- **Work to be completed**:
From the records below, please return each line that holds the word "every".

- **Collected data**:
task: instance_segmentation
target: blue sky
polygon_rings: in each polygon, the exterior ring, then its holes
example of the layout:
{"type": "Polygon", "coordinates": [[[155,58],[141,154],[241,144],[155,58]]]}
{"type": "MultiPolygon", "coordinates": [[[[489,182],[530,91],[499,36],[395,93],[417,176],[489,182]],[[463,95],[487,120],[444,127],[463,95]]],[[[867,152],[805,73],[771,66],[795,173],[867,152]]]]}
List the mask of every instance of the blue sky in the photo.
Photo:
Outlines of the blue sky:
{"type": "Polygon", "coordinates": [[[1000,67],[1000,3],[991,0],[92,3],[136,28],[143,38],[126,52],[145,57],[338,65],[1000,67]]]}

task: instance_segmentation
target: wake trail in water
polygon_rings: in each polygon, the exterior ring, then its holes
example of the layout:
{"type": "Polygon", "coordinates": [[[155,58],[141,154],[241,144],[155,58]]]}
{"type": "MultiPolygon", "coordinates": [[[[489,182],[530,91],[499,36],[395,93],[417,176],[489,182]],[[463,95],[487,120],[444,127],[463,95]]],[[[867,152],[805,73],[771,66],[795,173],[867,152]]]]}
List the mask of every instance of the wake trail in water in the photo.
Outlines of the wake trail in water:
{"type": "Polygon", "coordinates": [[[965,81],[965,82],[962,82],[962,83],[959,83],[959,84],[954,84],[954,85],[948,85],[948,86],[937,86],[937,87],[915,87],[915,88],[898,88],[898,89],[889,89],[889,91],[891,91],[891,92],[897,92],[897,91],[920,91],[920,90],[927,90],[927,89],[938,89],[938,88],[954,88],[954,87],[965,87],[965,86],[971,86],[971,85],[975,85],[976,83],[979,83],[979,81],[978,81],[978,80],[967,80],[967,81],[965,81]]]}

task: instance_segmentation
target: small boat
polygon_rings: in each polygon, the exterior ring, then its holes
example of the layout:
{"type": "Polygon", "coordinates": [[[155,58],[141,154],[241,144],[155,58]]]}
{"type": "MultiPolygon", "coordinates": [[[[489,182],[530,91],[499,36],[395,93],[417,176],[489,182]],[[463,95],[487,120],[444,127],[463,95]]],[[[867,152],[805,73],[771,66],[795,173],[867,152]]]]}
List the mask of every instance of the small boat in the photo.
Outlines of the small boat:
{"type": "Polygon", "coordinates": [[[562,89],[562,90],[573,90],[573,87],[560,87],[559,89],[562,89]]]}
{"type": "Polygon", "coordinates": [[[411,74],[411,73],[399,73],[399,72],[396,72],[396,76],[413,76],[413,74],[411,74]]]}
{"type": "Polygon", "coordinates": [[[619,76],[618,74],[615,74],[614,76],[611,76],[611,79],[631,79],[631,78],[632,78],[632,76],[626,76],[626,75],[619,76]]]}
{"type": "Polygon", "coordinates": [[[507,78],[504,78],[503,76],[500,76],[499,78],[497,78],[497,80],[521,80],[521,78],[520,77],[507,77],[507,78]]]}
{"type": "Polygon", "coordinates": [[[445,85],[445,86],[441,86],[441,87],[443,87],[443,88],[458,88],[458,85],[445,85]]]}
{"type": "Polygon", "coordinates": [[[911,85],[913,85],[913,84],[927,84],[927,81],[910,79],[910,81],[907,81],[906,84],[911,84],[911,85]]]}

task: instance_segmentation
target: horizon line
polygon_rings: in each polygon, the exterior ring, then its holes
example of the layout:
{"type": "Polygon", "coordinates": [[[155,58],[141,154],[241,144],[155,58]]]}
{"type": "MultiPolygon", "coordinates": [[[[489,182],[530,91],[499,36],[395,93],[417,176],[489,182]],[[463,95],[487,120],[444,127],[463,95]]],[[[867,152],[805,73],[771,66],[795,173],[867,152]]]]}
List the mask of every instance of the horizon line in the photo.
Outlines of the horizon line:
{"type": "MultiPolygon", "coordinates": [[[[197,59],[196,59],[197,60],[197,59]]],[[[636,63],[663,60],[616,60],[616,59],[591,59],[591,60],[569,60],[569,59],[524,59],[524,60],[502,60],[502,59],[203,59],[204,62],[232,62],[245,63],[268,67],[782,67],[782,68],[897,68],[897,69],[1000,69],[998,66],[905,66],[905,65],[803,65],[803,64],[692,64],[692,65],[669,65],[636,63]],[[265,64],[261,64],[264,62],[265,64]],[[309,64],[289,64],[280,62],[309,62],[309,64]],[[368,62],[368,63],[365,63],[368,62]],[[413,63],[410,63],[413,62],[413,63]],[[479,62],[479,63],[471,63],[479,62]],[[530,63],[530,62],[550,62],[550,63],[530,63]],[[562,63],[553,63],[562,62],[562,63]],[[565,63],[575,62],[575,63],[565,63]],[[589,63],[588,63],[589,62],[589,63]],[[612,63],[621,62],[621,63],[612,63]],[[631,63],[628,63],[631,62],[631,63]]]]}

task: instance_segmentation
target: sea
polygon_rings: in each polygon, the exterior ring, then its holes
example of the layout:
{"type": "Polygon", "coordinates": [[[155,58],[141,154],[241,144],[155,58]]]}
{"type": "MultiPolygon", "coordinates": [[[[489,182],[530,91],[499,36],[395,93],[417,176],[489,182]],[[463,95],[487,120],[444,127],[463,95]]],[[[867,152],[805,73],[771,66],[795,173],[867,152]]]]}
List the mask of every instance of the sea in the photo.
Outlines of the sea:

- **Solution to the problem**:
List the mask of every instance of the blue sky in the photo.
List the mask of every instance of the wake trail in water in the photo.
List the mask of every instance of the small boat in the photo.
List the mask of every instance of the horizon line in the photo.
List the mask of every instance of the sea in the photo.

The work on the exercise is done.